Task directions: Find the line containing "[locate] the panoramic" in the material below; copy that line and all following lines exactly.

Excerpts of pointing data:
__________________________________________________

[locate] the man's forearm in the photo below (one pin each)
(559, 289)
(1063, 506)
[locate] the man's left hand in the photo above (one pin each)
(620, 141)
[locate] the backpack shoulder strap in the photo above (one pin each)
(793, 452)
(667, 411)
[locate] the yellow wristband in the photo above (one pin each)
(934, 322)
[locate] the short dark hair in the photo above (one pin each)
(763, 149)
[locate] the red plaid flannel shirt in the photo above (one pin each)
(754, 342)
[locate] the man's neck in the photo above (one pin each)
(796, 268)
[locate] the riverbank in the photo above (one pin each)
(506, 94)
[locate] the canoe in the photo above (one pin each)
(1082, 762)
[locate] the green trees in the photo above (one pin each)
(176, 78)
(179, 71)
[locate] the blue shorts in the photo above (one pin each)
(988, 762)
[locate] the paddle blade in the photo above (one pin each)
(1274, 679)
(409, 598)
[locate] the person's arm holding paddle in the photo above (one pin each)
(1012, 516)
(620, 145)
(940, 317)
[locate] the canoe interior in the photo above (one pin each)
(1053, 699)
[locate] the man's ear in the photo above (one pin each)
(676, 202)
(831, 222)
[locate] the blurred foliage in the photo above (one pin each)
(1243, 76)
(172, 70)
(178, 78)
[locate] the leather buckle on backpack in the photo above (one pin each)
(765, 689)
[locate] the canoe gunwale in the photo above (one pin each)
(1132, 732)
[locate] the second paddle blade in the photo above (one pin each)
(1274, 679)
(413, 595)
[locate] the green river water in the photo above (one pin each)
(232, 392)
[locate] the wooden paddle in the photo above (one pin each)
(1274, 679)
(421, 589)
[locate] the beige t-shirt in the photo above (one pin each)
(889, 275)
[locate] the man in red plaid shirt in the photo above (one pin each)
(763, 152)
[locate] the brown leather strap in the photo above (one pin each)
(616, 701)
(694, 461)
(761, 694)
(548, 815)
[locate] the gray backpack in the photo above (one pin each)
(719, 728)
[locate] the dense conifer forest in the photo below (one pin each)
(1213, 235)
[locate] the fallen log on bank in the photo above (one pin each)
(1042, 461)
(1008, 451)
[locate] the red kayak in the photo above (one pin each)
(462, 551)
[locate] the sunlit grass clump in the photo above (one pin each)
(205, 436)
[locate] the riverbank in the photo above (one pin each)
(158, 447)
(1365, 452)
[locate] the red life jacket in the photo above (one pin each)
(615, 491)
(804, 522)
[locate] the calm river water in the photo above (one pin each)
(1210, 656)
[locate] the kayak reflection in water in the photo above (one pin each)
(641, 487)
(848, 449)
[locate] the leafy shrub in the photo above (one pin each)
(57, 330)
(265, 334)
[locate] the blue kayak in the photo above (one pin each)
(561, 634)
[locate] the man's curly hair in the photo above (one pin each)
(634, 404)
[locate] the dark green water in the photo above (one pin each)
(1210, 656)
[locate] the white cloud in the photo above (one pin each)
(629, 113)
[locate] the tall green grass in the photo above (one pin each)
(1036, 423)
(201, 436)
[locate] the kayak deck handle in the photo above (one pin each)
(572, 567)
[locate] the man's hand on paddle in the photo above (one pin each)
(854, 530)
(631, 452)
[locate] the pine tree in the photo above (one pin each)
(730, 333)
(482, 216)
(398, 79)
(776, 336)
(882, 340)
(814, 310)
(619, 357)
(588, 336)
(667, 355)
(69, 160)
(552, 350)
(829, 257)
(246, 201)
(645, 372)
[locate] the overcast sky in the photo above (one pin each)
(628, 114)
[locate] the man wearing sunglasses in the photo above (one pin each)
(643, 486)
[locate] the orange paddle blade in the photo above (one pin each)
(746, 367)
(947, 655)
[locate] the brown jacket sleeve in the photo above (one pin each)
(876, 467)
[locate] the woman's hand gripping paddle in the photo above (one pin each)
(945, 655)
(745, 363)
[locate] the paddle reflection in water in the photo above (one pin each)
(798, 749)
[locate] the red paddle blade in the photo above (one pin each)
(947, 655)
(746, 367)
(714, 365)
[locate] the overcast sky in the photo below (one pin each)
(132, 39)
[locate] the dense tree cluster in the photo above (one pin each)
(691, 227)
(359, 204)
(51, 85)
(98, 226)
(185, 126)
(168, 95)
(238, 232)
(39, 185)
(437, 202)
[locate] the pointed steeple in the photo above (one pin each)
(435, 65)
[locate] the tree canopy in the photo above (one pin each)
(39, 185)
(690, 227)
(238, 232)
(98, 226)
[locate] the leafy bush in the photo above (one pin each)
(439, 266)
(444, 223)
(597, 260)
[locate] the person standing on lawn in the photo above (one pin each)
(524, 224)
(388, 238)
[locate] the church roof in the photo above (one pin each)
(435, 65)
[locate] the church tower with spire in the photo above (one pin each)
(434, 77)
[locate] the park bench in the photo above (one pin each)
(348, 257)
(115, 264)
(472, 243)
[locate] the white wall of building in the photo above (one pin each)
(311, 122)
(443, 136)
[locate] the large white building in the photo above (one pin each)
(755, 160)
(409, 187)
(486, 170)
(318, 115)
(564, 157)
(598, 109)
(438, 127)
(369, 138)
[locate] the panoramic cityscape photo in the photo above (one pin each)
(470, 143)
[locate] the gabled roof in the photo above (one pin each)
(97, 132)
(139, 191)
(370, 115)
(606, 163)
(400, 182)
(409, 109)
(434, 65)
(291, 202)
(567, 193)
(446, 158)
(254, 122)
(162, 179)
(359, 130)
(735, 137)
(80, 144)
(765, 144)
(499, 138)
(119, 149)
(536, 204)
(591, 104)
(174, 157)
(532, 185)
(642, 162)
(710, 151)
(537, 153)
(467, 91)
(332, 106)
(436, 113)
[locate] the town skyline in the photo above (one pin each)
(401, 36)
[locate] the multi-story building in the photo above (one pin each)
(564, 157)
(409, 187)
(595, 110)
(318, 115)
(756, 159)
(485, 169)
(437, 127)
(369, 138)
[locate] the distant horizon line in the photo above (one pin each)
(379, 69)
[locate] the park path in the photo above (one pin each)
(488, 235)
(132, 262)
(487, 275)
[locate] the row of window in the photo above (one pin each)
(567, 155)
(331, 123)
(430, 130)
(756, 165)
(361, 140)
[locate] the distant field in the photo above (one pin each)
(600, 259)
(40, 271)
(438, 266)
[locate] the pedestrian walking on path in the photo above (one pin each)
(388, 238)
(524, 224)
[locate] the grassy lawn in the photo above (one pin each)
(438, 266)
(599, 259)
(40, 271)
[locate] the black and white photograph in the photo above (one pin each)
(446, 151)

__________________________________________________

The response:
[locate] the panoramic cityscape photo in the photo above (one pin each)
(470, 143)
[locate] the gabled roof in the photo above (one pin each)
(97, 132)
(139, 191)
(370, 115)
(606, 163)
(400, 182)
(409, 109)
(434, 65)
(291, 202)
(567, 193)
(446, 158)
(254, 122)
(162, 179)
(359, 130)
(735, 137)
(80, 144)
(765, 144)
(499, 138)
(119, 149)
(536, 204)
(591, 104)
(174, 157)
(532, 185)
(642, 162)
(710, 151)
(537, 153)
(467, 91)
(332, 106)
(436, 113)
[locate] the town skyline in the photo above (one pin each)
(401, 36)
[locate] the multi-story building in the photo above (one pin each)
(564, 157)
(409, 187)
(595, 110)
(318, 115)
(756, 159)
(485, 169)
(437, 127)
(369, 138)
[locate] the distant horizon line in the photo above (one pin each)
(379, 69)
[locate] the park path in the photo above (one pin each)
(488, 235)
(132, 262)
(487, 275)
[locate] the row of window in the photo above (one pin each)
(567, 155)
(331, 123)
(430, 130)
(756, 165)
(361, 140)
[locate] the distant field in the photo above (one pin each)
(600, 259)
(40, 271)
(438, 266)
[locate] the pedestrian walking on path in the photo above (one pin each)
(388, 238)
(524, 224)
[locate] the grassy lawn in the photo above (one pin each)
(438, 266)
(599, 259)
(40, 271)
[locate] the black and white photograph in the photo above (one pin each)
(446, 151)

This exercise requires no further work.